- Stated problem -
Starting at the line that contains "# test: point at every instance of the dark" and going through the last line, write all those lines out again, requests included, and move every coordinate in the answers by -39. Leave the pictures out.

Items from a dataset
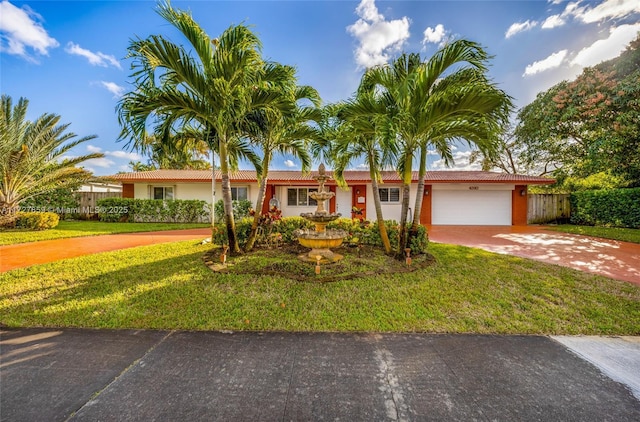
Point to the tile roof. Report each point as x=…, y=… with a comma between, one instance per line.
x=293, y=177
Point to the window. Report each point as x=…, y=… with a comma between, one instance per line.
x=299, y=197
x=162, y=192
x=239, y=194
x=389, y=194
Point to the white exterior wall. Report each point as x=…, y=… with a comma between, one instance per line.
x=393, y=210
x=201, y=191
x=294, y=211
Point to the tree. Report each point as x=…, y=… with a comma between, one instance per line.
x=359, y=136
x=32, y=157
x=181, y=151
x=213, y=89
x=435, y=103
x=589, y=125
x=282, y=131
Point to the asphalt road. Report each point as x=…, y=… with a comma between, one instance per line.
x=101, y=375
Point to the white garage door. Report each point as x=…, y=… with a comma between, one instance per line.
x=471, y=207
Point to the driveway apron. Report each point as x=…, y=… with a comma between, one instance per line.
x=27, y=254
x=610, y=258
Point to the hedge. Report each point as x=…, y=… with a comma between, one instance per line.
x=153, y=210
x=37, y=220
x=613, y=208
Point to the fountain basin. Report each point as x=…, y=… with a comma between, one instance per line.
x=320, y=248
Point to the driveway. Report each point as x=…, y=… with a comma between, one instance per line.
x=26, y=254
x=610, y=258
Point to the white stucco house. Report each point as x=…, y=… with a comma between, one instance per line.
x=451, y=197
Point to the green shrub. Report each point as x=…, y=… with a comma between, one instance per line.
x=612, y=208
x=366, y=233
x=37, y=220
x=61, y=201
x=153, y=210
x=113, y=210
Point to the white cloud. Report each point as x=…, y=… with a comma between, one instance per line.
x=99, y=162
x=378, y=38
x=116, y=154
x=96, y=59
x=114, y=88
x=606, y=10
x=461, y=162
x=123, y=154
x=21, y=28
x=553, y=21
x=435, y=35
x=551, y=62
x=607, y=48
x=520, y=27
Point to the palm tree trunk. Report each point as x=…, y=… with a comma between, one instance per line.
x=262, y=189
x=406, y=190
x=413, y=231
x=234, y=247
x=420, y=192
x=379, y=218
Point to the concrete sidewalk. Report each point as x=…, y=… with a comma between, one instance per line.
x=56, y=375
x=27, y=254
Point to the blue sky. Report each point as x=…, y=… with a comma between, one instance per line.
x=67, y=57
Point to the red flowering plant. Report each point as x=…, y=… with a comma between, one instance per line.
x=267, y=223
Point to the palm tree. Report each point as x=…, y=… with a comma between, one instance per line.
x=214, y=89
x=435, y=103
x=282, y=132
x=32, y=157
x=362, y=137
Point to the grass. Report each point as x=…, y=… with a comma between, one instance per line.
x=87, y=228
x=464, y=291
x=614, y=233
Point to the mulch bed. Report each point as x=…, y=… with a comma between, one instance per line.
x=283, y=261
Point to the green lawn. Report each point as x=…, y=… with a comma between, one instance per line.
x=87, y=228
x=625, y=235
x=465, y=291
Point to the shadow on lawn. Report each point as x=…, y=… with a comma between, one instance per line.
x=166, y=292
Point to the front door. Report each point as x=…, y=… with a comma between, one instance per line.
x=359, y=202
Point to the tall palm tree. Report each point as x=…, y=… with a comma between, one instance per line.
x=436, y=103
x=362, y=137
x=214, y=89
x=32, y=157
x=282, y=131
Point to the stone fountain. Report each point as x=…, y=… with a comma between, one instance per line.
x=321, y=239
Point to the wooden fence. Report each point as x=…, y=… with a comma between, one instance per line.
x=87, y=201
x=545, y=208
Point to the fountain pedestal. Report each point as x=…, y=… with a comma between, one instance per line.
x=321, y=239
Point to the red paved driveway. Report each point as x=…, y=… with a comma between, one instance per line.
x=27, y=254
x=619, y=260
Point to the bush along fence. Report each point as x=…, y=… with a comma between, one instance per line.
x=614, y=208
x=547, y=208
x=153, y=210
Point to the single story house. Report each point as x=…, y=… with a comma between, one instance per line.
x=450, y=197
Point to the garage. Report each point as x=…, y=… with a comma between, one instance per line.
x=485, y=205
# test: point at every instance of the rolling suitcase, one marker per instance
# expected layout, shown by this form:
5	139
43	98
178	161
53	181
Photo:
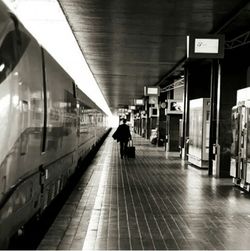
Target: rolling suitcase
130	152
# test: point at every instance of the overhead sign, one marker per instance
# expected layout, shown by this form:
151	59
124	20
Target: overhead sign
205	46
151	90
139	102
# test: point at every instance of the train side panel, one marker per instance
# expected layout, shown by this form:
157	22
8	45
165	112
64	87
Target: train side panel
22	113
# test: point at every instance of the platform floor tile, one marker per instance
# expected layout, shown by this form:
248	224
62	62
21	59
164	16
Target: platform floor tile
152	202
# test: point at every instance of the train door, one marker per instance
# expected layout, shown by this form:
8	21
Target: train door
234	168
24	126
247	160
243	142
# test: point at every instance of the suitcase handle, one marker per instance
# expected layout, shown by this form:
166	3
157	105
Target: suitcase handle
131	142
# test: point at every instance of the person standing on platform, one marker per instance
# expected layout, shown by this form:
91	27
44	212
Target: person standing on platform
122	135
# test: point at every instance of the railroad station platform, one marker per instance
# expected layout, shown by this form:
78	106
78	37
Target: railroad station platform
152	202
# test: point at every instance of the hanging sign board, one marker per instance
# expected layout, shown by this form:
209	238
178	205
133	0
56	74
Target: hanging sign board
151	91
205	46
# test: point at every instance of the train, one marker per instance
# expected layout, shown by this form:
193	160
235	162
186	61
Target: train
47	124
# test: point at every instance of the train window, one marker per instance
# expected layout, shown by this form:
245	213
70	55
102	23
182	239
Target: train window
11	50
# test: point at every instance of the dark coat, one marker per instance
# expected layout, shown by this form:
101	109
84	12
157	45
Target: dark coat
122	133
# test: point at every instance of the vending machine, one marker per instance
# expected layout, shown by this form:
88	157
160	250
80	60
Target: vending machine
199	121
240	147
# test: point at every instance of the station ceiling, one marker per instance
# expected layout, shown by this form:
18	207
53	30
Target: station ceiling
129	44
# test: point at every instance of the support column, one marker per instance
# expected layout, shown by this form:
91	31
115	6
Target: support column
214	96
185	116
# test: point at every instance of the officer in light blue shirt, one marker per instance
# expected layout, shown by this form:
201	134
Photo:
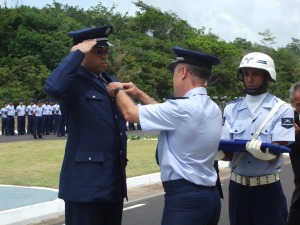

- Complete output -
# test: point at every instance of the dark coat, one marker per instance
# expected layout, shown by this form:
101	109
84	12
157	45
Target: dark coat
83	94
# test: point at every instance of the vending machine, one marker per instance
# expected layout, shown by this form:
88	157
160	250
80	60
Target: vending machine
160	82
201	108
# test: point at every instance of the station ceiling, one marker per instance
# expected layout, shown by this form:
18	207
53	30
Target: station ceiling
90	5
# test: point at every instance of the support column, one marker per instance
# expected layout, shown by this form:
91	31
115	6
Target: support column
175	57
146	77
# test: point at every instance of the officer in light blue shirt, one marker per instance
# expected layout, shown by this form:
201	134
Photo:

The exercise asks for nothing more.